::: Source material :::
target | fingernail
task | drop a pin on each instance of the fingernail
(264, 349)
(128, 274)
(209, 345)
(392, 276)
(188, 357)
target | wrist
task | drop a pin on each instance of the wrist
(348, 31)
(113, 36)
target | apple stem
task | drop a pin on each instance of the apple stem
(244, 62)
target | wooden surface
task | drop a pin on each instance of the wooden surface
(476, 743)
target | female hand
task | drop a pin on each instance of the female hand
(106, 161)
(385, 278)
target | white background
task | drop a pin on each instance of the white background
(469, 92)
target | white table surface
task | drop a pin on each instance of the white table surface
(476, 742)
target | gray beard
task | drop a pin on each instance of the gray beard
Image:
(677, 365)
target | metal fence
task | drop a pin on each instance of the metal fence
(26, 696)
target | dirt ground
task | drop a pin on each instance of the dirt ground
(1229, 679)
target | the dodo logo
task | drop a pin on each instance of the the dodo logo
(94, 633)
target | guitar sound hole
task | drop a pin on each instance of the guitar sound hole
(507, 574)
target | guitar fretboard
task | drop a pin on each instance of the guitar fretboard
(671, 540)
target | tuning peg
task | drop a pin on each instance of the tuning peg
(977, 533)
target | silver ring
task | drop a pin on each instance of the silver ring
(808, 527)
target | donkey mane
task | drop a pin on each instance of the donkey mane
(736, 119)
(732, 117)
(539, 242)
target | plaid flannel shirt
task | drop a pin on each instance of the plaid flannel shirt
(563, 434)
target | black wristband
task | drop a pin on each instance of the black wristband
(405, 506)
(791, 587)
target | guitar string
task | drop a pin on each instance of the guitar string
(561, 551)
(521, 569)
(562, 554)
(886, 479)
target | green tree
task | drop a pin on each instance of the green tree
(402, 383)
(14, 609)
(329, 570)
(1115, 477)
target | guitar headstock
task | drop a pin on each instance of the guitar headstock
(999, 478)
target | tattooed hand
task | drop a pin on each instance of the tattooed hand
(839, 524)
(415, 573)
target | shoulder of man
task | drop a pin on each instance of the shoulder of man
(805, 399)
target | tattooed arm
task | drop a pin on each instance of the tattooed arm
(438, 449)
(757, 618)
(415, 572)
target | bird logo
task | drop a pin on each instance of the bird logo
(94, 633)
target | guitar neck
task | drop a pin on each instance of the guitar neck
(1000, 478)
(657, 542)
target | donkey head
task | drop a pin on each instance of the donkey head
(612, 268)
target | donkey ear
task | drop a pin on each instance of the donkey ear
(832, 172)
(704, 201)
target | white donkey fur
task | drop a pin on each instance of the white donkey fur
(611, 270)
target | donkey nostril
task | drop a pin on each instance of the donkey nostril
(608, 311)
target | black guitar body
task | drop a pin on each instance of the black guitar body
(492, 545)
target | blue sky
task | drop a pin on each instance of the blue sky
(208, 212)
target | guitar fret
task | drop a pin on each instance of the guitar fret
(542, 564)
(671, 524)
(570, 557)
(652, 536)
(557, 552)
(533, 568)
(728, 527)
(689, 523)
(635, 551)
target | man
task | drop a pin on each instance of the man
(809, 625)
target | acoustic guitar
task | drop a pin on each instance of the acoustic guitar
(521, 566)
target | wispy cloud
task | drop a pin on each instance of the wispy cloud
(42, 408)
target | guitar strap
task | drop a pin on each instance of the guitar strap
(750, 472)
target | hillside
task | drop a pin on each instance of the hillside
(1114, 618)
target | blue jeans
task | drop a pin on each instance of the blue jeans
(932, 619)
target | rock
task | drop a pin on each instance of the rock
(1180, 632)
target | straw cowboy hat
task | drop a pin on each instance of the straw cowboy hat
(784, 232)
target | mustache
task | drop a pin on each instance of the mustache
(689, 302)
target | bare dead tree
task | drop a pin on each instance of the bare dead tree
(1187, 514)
:::
**The task:**
Copy the data word for word, starting at the line that contains "target | mustache" and continuing through the final line of the data, with both of those lines included.

**Response:**
target | mustache
task | drop a pin on each instance of the mustache
(689, 302)
target | bare dead tree
task | drop a pin on each instance of the bare dead tree
(1187, 514)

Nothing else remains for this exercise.